### Text for analysis
------------------------------

Previous experience in the treatment of plaque with hyperthermia in orthopaedics led the authors to investigate the effectiveness of this approach in patients with Peyronie's disease.
The study population comprised 60 patients (aged 36-76 years) with advanced Peyronie's disease. Patients were divided into two groups (A and B), with 30 in each. Group A patients underwent local hyperthermia treatment, with 30-min treatment sessions twice a week for 5 weeks. Patients received a total of 10 applications, which reached a local temperature of 39-40 degrees C. A second cycle was repeated after a 1-month interval for a total of 20 treatment sessions. Group B patients were treated with intra-plaque infiltrations using 10 mg verapamil; they received one infiltration once a week for 3 months. Differences between the two groups, as well as between variables (before and after treatment), were analysed using Student t-test and Fisher test.
Hyperthermia significantly reduced plaque size and penile curvature and led to an increase in mean scores of erectile function (EF) domain, while verapamil had no such effects. Haemodynamic parameters were not significantly modified in either group. Hyperthermia caused significantly fewer side effects than verapamil infiltrations and was significantly more effective in preventing disease progression. There were no significant differences between the two groups in terms of pain reduction during erection.
Results of this study stress the efficacy of hyperthermia in the treatment of advanced Peyronie's disease.

------------------------------

### Assigned task
In the text on Peyronie's disease, what local temperature did the hyperthermia applications reach?

------------------------------

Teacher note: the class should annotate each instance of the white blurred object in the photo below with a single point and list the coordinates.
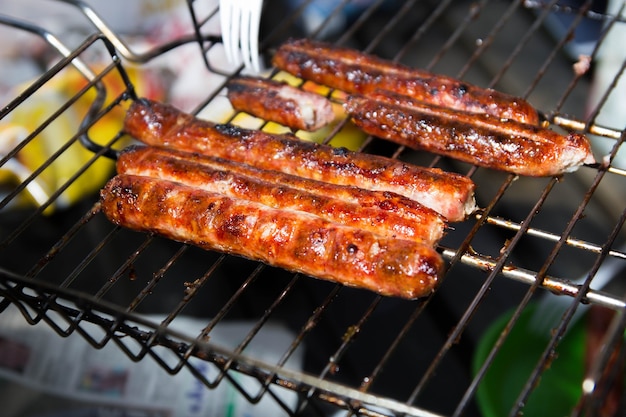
(240, 22)
(610, 58)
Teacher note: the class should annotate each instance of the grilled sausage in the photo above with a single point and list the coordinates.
(174, 166)
(159, 124)
(479, 139)
(292, 240)
(384, 200)
(279, 102)
(352, 71)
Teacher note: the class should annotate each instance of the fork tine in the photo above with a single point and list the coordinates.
(250, 23)
(229, 21)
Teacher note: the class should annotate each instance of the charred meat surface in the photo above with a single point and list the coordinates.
(292, 240)
(158, 124)
(280, 102)
(479, 139)
(224, 179)
(353, 71)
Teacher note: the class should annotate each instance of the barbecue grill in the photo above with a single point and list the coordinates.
(63, 266)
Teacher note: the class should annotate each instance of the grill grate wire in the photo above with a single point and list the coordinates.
(39, 300)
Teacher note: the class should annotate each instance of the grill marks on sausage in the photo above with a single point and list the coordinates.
(352, 71)
(334, 203)
(280, 102)
(293, 240)
(479, 139)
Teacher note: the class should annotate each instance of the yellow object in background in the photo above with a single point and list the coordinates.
(53, 159)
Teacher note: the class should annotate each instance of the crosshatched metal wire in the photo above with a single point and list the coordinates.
(67, 310)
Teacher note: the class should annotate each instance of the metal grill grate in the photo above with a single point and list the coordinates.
(63, 264)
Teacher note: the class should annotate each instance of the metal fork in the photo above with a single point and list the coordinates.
(549, 309)
(240, 21)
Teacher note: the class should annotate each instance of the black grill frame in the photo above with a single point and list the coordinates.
(42, 301)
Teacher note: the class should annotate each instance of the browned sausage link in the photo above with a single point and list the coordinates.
(352, 71)
(279, 102)
(478, 139)
(383, 200)
(159, 124)
(157, 163)
(292, 240)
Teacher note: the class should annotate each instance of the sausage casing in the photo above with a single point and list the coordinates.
(159, 124)
(224, 179)
(478, 139)
(353, 71)
(292, 240)
(280, 102)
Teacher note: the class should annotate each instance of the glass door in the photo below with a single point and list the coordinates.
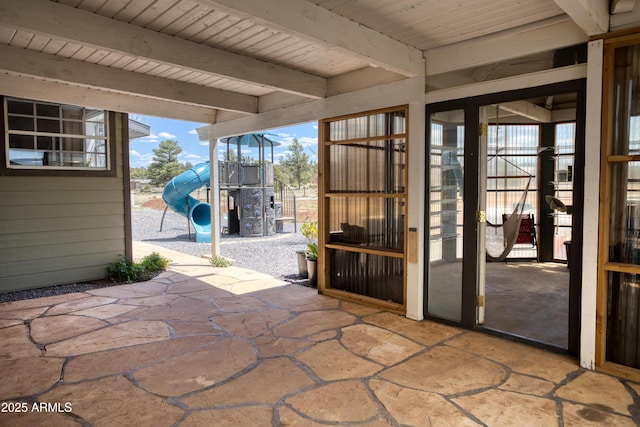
(446, 214)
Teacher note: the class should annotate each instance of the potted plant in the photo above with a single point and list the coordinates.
(310, 232)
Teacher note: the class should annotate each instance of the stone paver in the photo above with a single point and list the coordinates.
(218, 347)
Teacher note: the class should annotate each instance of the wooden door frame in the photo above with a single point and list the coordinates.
(471, 107)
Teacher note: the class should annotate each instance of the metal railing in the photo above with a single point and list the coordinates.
(286, 198)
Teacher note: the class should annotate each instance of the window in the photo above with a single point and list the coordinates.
(48, 136)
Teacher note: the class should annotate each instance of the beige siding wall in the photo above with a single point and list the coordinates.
(56, 230)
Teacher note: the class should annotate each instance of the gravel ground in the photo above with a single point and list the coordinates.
(274, 255)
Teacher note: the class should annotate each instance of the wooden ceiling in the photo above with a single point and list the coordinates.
(212, 61)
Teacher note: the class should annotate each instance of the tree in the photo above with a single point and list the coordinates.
(165, 162)
(138, 173)
(296, 164)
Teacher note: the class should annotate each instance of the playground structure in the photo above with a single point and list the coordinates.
(252, 202)
(176, 195)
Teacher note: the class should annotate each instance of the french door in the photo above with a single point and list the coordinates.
(460, 139)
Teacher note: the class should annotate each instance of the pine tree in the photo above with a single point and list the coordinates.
(165, 163)
(296, 164)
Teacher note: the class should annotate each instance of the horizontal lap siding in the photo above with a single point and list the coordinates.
(56, 230)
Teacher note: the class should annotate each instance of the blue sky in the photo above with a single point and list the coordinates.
(196, 151)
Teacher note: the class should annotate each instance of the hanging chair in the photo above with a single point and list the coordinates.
(501, 238)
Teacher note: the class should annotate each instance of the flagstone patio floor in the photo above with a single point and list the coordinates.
(204, 346)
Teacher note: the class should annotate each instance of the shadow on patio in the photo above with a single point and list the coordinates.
(205, 346)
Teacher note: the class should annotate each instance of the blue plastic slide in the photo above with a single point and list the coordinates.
(176, 196)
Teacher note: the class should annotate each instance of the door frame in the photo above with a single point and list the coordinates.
(471, 107)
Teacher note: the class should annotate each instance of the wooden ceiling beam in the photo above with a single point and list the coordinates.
(73, 25)
(543, 36)
(590, 15)
(319, 25)
(55, 68)
(49, 91)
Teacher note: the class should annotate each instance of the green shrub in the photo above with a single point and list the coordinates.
(129, 272)
(154, 262)
(220, 261)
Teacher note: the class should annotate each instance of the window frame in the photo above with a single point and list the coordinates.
(110, 148)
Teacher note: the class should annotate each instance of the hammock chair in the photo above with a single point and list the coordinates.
(500, 239)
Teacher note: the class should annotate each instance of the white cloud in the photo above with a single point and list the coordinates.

------------------------------

### Task solution
39-40 degrees C